## Data for the task:
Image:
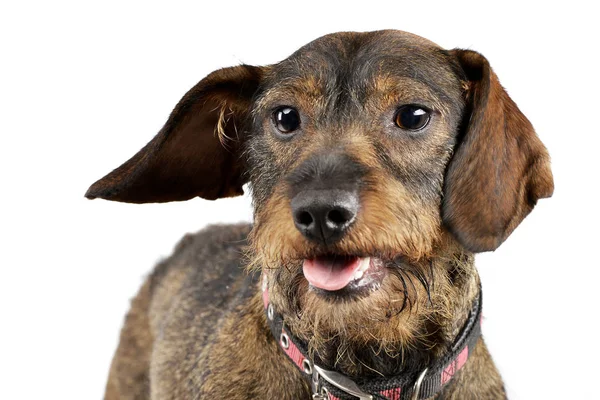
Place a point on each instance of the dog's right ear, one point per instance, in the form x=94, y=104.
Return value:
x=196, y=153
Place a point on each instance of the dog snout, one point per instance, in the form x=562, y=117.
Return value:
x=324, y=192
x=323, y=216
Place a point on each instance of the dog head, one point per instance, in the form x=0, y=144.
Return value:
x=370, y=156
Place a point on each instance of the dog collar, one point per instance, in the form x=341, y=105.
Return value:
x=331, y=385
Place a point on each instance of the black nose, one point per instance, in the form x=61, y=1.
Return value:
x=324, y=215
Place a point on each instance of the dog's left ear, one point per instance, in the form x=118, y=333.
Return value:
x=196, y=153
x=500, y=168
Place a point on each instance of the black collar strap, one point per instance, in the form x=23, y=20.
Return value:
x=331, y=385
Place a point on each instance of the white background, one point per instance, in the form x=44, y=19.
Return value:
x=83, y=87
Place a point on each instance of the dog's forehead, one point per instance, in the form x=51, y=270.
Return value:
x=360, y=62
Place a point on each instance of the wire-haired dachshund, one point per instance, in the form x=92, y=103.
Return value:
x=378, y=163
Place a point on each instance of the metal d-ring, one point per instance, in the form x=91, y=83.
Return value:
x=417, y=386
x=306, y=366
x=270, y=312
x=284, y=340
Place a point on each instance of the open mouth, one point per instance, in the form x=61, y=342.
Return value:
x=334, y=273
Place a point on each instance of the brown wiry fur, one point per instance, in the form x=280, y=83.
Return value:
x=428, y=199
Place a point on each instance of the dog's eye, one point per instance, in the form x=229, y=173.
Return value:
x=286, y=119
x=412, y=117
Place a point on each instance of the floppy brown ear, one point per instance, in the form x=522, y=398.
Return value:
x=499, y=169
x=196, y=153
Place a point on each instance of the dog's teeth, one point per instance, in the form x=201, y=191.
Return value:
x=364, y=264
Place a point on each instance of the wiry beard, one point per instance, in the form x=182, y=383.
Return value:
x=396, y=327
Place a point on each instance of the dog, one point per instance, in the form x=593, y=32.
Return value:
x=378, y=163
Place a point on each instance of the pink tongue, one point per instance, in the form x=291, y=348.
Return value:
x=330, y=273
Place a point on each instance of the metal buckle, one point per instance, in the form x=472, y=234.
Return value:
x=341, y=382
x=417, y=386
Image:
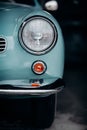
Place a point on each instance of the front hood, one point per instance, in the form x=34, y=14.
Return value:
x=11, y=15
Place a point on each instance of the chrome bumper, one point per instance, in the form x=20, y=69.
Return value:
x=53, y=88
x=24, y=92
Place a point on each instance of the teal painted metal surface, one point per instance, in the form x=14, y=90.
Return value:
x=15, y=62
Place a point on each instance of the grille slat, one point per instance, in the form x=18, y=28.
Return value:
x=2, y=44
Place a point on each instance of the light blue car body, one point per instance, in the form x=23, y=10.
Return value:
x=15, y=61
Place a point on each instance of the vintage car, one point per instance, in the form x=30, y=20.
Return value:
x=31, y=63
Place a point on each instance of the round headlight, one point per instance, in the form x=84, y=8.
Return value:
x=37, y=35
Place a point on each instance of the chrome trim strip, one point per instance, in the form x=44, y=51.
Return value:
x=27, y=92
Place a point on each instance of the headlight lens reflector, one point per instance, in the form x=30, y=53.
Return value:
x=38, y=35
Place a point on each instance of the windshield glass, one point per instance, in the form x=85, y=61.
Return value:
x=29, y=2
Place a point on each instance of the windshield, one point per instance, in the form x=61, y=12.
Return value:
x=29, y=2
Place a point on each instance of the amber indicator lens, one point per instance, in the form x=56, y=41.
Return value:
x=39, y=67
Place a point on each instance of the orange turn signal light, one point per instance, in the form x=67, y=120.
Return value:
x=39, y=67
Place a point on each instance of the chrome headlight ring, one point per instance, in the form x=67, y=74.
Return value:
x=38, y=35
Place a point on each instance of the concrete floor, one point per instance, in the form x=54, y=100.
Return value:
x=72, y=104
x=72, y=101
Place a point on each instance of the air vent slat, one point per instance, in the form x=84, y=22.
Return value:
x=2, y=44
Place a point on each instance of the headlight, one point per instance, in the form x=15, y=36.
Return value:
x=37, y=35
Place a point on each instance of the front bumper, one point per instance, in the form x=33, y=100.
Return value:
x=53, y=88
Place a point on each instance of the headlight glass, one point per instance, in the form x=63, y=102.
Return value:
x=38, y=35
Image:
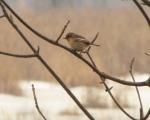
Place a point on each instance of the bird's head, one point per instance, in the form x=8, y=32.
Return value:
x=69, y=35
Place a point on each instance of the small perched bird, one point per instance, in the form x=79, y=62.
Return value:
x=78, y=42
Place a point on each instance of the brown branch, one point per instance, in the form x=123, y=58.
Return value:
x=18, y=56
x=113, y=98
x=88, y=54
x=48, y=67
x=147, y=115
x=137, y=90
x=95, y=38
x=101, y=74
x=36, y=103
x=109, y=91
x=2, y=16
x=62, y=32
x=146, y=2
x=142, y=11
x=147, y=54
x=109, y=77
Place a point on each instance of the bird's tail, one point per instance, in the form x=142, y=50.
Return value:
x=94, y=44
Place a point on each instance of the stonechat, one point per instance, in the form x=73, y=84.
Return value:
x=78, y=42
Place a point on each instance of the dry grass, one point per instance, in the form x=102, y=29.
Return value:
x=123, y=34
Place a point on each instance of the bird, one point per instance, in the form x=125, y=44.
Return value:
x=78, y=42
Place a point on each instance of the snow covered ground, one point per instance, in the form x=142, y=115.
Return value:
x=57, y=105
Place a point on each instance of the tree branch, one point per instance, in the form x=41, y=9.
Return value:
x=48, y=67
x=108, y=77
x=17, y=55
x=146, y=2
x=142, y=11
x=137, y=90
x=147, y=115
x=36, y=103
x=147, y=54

==

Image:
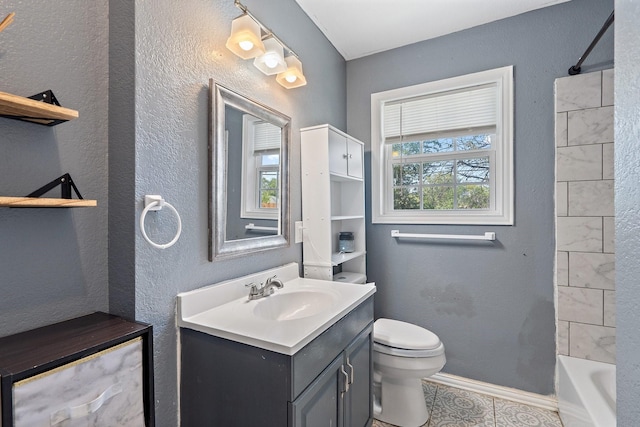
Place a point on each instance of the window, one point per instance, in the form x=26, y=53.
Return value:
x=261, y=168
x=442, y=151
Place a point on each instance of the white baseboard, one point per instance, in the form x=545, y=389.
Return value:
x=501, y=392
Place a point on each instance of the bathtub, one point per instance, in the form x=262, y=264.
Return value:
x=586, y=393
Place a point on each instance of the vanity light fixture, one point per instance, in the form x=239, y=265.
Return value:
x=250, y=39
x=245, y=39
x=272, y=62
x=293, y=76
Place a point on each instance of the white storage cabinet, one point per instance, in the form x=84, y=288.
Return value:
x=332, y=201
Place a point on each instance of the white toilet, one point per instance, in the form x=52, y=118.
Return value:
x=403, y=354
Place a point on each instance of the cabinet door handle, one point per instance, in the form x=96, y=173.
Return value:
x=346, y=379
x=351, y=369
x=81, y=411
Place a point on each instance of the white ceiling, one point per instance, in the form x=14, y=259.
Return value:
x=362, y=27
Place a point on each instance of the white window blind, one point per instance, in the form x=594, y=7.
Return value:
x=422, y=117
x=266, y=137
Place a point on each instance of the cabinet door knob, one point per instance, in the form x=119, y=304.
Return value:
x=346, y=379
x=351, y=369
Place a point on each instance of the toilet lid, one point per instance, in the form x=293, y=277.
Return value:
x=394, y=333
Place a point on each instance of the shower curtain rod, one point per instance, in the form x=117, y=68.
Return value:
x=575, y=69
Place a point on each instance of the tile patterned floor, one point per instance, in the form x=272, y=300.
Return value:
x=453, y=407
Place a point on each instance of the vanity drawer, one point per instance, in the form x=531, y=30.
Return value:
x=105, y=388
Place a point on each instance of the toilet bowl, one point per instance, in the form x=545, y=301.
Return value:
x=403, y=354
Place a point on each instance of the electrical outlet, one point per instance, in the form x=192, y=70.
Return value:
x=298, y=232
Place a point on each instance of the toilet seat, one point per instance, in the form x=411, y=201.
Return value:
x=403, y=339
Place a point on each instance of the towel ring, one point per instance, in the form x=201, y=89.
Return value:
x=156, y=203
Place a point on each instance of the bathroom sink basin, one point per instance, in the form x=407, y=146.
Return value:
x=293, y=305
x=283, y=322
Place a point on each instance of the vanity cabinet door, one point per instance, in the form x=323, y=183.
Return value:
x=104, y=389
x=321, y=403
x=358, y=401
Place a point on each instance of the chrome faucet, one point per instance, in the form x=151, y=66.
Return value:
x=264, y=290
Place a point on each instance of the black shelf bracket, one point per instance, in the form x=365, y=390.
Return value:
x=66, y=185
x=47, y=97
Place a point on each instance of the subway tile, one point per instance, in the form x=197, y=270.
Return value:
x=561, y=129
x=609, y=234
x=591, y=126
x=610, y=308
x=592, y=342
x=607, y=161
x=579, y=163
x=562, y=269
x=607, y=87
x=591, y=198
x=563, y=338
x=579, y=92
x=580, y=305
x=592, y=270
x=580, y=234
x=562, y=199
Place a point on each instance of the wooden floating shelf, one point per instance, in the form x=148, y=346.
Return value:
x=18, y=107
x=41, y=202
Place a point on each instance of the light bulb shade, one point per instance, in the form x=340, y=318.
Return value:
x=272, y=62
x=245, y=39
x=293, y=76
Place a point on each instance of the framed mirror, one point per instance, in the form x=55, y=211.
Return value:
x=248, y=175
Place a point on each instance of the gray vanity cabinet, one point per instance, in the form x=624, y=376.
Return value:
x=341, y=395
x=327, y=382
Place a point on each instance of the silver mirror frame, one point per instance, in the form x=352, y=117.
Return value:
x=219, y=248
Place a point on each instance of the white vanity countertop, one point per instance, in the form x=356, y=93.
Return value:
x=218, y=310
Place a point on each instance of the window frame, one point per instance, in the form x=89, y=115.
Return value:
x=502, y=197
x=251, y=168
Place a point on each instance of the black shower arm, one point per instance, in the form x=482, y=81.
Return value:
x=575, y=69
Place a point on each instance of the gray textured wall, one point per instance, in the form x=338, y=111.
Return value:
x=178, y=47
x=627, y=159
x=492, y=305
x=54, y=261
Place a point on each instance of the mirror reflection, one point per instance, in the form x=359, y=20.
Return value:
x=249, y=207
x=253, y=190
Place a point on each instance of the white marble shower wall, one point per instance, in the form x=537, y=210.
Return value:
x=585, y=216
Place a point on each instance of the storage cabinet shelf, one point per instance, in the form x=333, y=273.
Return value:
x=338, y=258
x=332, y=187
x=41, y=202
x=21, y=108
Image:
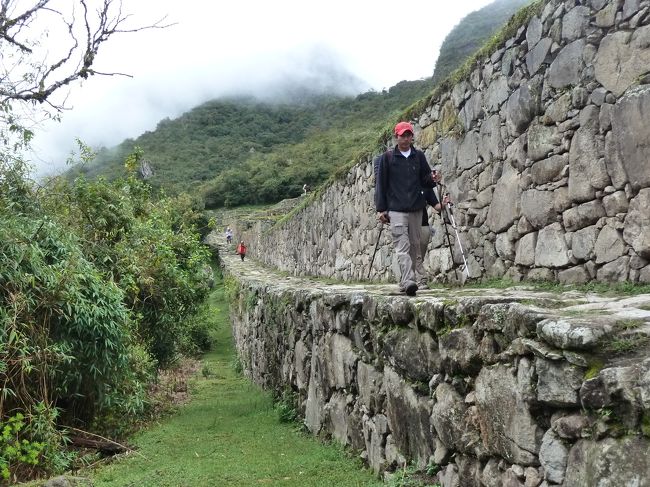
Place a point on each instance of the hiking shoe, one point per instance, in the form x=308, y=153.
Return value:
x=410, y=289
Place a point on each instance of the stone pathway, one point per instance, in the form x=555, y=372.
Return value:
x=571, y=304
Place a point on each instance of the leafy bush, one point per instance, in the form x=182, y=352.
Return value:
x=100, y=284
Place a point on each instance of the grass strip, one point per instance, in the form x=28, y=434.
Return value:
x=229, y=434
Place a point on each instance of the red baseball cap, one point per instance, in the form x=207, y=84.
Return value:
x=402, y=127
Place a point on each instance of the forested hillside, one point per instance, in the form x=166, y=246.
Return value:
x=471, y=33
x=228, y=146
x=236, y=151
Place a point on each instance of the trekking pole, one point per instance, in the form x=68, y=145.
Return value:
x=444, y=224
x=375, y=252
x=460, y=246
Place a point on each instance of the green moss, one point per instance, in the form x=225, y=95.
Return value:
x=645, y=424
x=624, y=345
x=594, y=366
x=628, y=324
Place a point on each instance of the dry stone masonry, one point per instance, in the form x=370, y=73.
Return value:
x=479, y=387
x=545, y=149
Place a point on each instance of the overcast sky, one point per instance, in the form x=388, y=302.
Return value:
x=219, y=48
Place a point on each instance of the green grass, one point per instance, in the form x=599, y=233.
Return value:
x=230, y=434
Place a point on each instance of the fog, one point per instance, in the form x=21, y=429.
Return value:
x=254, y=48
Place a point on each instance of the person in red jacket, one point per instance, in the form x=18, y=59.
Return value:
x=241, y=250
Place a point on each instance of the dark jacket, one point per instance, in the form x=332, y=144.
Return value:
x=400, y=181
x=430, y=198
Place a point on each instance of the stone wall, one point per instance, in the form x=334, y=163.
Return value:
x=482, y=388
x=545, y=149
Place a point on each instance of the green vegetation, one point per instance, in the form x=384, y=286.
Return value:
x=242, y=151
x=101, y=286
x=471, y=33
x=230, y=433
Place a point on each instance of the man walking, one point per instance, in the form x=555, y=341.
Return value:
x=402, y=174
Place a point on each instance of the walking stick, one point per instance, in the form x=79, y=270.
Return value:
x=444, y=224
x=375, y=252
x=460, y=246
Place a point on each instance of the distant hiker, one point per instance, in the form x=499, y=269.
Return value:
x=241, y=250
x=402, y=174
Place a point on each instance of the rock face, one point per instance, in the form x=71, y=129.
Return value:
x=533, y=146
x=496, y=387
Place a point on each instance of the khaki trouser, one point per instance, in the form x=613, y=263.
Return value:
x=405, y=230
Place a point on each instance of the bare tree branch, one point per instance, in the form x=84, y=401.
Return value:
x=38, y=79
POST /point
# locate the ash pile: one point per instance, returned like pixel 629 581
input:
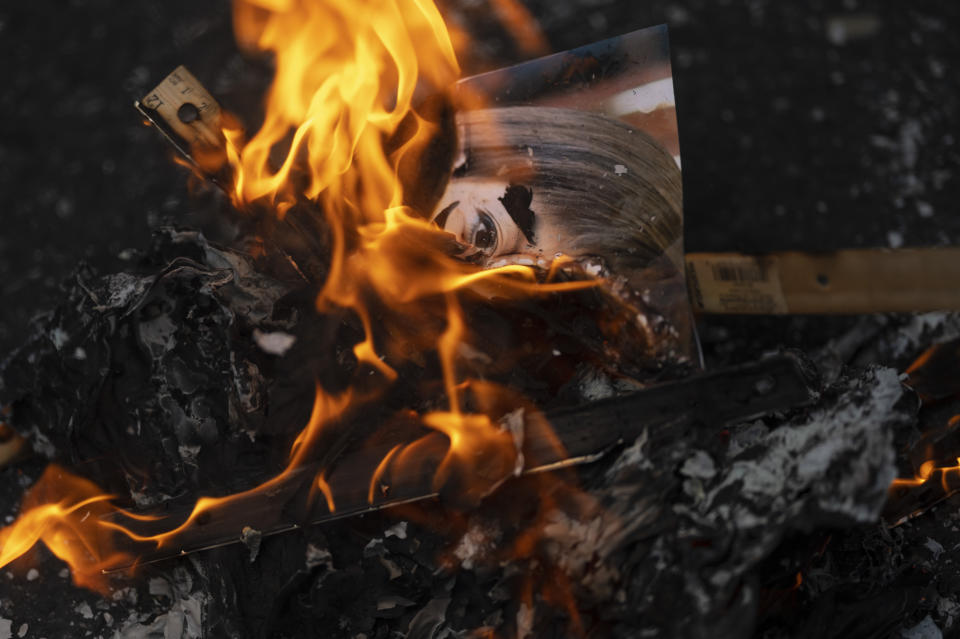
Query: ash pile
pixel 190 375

* * *

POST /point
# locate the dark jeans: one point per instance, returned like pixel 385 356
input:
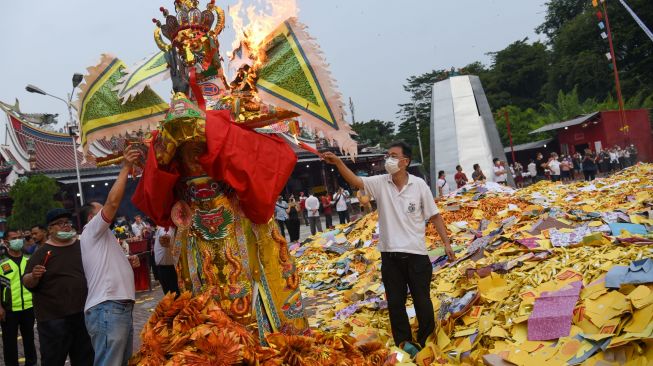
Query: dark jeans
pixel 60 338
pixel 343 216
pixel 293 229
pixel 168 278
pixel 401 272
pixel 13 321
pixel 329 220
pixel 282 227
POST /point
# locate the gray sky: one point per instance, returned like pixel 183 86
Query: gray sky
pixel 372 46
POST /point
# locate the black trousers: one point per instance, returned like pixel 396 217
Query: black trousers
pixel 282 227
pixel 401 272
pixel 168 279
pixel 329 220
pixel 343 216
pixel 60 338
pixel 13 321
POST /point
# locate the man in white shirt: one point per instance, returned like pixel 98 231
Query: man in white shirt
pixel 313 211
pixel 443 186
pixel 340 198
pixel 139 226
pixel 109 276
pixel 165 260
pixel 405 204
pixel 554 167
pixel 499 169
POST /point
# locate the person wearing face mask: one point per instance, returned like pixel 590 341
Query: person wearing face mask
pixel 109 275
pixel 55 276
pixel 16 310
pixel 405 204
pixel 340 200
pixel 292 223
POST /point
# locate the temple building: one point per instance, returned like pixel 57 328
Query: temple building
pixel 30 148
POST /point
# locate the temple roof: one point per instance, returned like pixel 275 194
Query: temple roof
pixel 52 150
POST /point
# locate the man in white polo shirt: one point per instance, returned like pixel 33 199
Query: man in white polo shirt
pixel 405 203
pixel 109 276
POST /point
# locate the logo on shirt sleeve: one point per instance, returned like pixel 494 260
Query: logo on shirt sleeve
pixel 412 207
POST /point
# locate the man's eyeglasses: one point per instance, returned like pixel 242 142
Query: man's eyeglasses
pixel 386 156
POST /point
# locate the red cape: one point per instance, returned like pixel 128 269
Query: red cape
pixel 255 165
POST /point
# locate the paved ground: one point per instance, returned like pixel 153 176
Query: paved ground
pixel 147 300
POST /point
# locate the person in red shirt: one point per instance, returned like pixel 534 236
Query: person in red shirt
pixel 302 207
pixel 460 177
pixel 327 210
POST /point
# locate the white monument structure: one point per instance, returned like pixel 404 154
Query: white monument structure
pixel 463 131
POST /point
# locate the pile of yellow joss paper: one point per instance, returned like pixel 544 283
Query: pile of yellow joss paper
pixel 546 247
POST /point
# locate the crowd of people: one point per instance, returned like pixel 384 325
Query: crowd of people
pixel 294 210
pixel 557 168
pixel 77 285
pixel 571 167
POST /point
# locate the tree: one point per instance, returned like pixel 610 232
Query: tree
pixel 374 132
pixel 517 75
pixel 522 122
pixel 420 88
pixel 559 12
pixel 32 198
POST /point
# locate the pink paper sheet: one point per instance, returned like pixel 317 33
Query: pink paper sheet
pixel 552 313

## What to do:
Looking at the data above, return every line from the one with "Place a point on each instance of the chrome faucet, one" down to the one with "Place a point on each instance of the subway", exactly and inclusively.

## Exercise output:
Place a point on each instance of the chrome faucet, one point per instance, in the form x=151, y=66.
Return value:
x=264, y=290
Place a point on each instance of the black shelf bracket, one point per instance, in the form x=365, y=390.
Return value:
x=66, y=185
x=47, y=97
Place a point on each instance of the subway tile, one point per instance, in the form x=197, y=270.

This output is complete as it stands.